(Point labeling examples)
---+---

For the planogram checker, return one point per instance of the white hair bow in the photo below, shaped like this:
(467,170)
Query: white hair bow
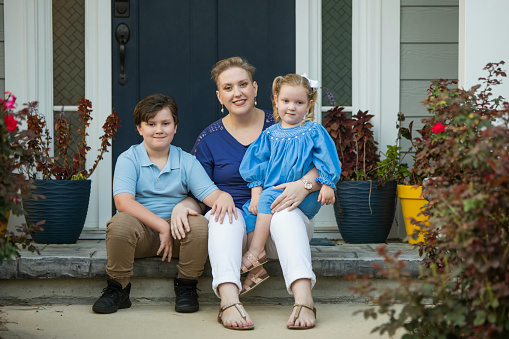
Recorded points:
(313,83)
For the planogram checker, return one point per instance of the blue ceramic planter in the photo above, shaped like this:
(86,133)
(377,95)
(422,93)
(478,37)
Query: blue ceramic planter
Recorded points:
(64,210)
(365,213)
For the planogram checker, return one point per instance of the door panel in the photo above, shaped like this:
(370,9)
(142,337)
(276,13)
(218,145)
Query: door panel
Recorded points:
(174,44)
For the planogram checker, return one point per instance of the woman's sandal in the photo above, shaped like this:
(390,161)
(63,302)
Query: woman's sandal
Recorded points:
(242,314)
(296,316)
(254,261)
(254,279)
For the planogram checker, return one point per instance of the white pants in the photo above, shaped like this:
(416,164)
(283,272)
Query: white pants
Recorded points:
(290,233)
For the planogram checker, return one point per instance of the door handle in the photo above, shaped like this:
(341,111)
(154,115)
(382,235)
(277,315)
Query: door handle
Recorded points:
(122,35)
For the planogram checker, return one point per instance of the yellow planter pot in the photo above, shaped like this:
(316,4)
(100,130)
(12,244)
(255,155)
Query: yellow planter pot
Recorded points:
(412,203)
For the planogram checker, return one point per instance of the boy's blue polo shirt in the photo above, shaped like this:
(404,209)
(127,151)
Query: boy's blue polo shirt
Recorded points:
(160,191)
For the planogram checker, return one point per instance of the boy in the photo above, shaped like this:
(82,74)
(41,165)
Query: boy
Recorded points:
(149,180)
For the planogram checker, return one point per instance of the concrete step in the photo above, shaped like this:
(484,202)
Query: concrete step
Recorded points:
(76,274)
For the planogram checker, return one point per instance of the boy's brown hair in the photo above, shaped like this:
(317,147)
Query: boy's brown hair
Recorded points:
(148,108)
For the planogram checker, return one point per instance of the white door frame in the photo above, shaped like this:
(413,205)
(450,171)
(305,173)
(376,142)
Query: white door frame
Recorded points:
(29,76)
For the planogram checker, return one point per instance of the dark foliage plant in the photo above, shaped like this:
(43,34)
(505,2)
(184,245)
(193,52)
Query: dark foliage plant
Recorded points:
(355,143)
(463,287)
(13,185)
(65,165)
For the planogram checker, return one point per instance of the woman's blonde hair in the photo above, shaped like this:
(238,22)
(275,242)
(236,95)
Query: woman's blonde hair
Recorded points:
(223,65)
(293,80)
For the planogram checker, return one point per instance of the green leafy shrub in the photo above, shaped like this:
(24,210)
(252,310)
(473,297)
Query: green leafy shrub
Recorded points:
(463,288)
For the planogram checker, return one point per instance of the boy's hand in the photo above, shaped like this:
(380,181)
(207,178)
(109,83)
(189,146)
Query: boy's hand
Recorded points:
(253,206)
(224,204)
(166,246)
(326,195)
(179,222)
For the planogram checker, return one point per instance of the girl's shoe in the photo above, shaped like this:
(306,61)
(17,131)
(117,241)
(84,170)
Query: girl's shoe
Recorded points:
(254,262)
(296,316)
(242,314)
(254,279)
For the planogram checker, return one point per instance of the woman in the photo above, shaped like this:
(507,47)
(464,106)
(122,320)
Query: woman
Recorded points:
(220,149)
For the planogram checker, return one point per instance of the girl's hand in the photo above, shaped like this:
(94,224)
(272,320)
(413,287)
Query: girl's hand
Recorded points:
(253,206)
(326,195)
(179,221)
(224,204)
(294,193)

---+---

Given request: Could you write out the lines again, requests included, starting at the line containing "the woman in" and ending at the last line above? Add 10 to every number in the recorded point coordinates, and leave every other line unchanged.

Reply to the task:
For the planogram checker, return one point per instance of the woman in the photo above, shaped like this:
(507,47)
(464,106)
(122,320)
Query: woman
Recorded points:
(230,159)
For the planogram checker, return one point per instance of the girl's hand in the photo above, shaped like this:
(94,224)
(272,320)
(413,287)
Query: girl's hand
Recorded points:
(263,216)
(336,205)
(189,231)
(234,214)
(304,203)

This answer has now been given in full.